Written problem:
Please pick out every line in the entries that contains the word "short", and copy each of those lines.
Begin Items
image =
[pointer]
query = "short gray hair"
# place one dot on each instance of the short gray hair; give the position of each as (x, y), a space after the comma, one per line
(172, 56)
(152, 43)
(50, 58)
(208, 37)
End Items
Output of the exercise:
query = "short gray hair"
# place one dot on each instance of the short gray hair; give the position of each as (x, y), a space after the comma, one per line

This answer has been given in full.